→ WRITTEN EXERCISE: Please copy every line of the records below without any changes, leaving out the pictures.

[Collected data]
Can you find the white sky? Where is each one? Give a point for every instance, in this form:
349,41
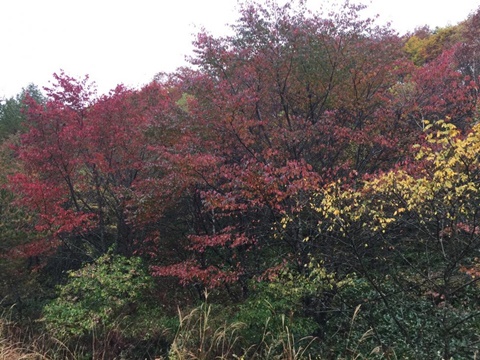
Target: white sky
129,41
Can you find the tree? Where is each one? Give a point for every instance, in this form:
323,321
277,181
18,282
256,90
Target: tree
286,104
412,234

→ FULL ANSWER:
Can you find the white sky? Where is each one? Give a point for every instance, in this form:
349,41
Target: white sky
129,41
Can you find the tree? Where is each one? Give a point for every instance, in this form:
323,321
277,181
18,282
256,90
Target: tree
286,104
412,234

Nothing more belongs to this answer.